* Your task: Write the records out again. Match them exactly.
** Exercise inputs follows **
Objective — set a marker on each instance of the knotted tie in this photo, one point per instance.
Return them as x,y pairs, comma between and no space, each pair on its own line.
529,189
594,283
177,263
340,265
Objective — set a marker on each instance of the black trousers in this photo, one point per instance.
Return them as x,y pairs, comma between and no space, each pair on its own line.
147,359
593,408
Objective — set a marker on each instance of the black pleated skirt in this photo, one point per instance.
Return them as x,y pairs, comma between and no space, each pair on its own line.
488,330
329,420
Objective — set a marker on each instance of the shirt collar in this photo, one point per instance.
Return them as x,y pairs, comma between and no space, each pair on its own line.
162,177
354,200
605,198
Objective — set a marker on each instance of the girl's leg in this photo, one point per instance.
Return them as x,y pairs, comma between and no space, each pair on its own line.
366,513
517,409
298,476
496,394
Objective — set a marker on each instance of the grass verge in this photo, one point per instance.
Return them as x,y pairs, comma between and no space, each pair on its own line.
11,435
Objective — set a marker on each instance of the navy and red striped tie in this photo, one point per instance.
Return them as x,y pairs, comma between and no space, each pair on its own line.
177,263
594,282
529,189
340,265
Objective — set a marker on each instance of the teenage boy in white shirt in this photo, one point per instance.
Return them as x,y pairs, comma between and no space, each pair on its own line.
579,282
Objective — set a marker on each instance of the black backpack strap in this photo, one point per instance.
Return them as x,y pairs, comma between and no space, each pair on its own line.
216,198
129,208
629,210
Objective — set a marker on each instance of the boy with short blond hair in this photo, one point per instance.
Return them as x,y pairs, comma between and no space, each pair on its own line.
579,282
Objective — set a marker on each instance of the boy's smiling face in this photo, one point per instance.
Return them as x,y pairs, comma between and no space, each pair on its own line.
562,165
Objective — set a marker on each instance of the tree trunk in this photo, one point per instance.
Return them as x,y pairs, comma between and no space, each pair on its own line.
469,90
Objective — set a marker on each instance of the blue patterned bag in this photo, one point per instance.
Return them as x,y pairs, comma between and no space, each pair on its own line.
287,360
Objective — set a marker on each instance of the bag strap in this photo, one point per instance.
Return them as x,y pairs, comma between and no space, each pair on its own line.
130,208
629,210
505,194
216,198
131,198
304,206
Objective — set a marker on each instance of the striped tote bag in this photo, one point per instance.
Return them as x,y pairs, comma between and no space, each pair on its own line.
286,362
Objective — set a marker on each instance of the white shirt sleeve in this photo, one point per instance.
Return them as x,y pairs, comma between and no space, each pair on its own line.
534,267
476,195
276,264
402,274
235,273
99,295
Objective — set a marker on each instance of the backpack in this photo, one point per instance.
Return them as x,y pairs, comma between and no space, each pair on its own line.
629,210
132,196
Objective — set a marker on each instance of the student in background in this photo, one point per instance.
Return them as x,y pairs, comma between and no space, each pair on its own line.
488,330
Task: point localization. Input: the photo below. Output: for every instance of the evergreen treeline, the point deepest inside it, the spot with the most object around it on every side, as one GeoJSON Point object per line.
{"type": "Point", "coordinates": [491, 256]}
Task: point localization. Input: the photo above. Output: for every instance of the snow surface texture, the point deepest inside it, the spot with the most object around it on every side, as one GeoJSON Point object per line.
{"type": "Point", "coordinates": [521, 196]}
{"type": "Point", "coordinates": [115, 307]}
** End of Exercise inputs **
* Finished task:
Objective — set a marker on each instance of the knotted tie in this photo, one point per instance.
Return them as x,y pairs, comma between and no space, each pair on its own line.
529,189
594,283
177,263
340,265
Objective — set a marker on each instance of the black trousers in this photo, one point per instance.
Return them as x,y pairs, comma between and no space, each pair on its own line.
147,359
593,408
Objective — set a marker on each instance of the black pleated skirt in this photo, one point per instance.
Return them as x,y pairs, comma between and no space, each pair on its own line.
488,330
329,420
Objective — set a marker on each instance of the shirt collar in this photo, one point per instance.
Return them as x,y pairs, comma between and no space, each pair on its own line.
162,177
354,200
605,198
Objective — set a marker on each instance of the girl's leg in this photo, one point per instance.
Return them as x,y pairs, comma between and no space, each pair on its own line.
366,513
517,409
298,476
496,394
Objective — set a marker on each instance of the grass verge in this photo, one point per instance.
Return them as x,y pairs, comma between and no space, each pair on its own line.
11,435
Objective — set a marker on each instance of the navy and red striped tie in this photo, one point per instance.
Return them as x,y pairs, comma between and no space, each pair on its own line.
177,263
594,282
529,189
340,265
Objective — set a marker on each instance of the teenage boy in white shirt in this photo, one point per instance.
Return them as x,y pairs, comma between and no space, each pair on its own line.
579,282
Objective — set a marker on each instance of the black backpack strap in this photo, one point per instance.
Return them as x,y pairs, comma between and no space, each pair on its own line.
216,198
129,208
629,210
Objective — set a marker on each instance of the boy with short blond hair in this photo, one point per instance.
Return them as x,y pairs, comma between and no space, each pair on its own line.
579,282
Objective — set a marker on each instance of the boy's smiling face in this photo, one point per instance.
Return them as x,y pairs, comma between and no space, each pair on its own line.
562,165
Objective — set a marker on each instance of the tree trunk in this photo, one point per instance.
Return them as x,y pairs, comma between and no space, each pair on its own line.
469,90
Objective — set a marker on each instance of the blue patterned bag in this photo, one point per instance.
Return them as x,y pairs, comma between and no space, each pair on its own line.
287,360
Objective — set a marker on each instance of the bag strap in this photo, one point per instance.
Return them as x,y pairs, comma between and no space, each pair on its own line.
130,208
629,210
505,194
216,198
131,198
304,206
Objective — set a marker on each instance of the striped tote bag in this photo, one point per instance.
Return them as x,y pairs, comma between and no space, each pair on its own line.
286,362
Objective — set a marker on each instance of the white shirt sleeve in this photo, one point per instance.
Return them as x,y pairs, comma between and no space, each pair on its own line.
534,267
476,195
276,264
402,274
235,273
99,295
Objective — set a marker on each instance of the backpack in this photo, one point per instance.
Return them as x,y pairs, comma between and no space, each pair on its own line.
629,210
132,196
Objective — set a marker on each instance of the student in background in this photo, one point per instance.
Return them as x,y pairs, comma between and no space, each pair on its own line.
488,330
Task: point localization. Input: the photo below. Output: for every instance of the evergreen treeline, the point deepest inside it, the spot with the most object around it on every side, as one GeoJSON Point object per line.
{"type": "Point", "coordinates": [491, 256]}
Task: point localization. Input: the photo above. Output: for every instance of the snow surface texture, the point deepest inside it, the spot with the most object around it on every side, as one GeoJSON Point object per line.
{"type": "Point", "coordinates": [521, 196]}
{"type": "Point", "coordinates": [115, 307]}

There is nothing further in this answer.